• **Recorded data**

==========

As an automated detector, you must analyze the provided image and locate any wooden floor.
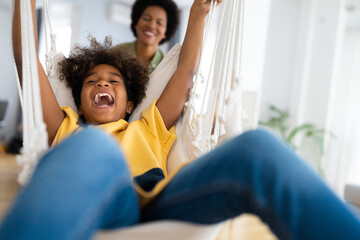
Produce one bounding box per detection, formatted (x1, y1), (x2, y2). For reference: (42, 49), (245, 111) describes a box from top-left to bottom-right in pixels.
(0, 153), (277, 240)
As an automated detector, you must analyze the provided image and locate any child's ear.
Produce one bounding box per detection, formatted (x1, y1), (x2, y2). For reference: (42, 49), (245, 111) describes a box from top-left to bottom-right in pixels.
(126, 101), (134, 114)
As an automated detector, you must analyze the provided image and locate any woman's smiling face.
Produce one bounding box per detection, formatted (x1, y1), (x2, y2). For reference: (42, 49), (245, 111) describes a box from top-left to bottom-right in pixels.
(79, 64), (133, 124)
(135, 6), (167, 46)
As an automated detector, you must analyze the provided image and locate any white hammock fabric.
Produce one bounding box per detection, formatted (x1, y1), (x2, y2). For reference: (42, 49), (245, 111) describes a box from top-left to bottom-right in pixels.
(13, 0), (248, 240)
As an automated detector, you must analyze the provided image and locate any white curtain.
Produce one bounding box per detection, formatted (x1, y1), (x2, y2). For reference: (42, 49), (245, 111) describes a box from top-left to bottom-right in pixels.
(323, 29), (360, 196)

==========

• **Task directions**
Rewrite the lines from the one with "any white curtain." through the end of the material, changing "white curtain" to "sheer curtain" and leaving everything else as it is.

• **Expected answer**
As an automated detector, you must analyze the provided image and locate any sheer curtain.
Produce one bounding box per detection, formatted (x1, y1), (x2, y2). For reference: (42, 49), (245, 111) describes a box from top-left to bottom-right in pixels.
(323, 29), (360, 196)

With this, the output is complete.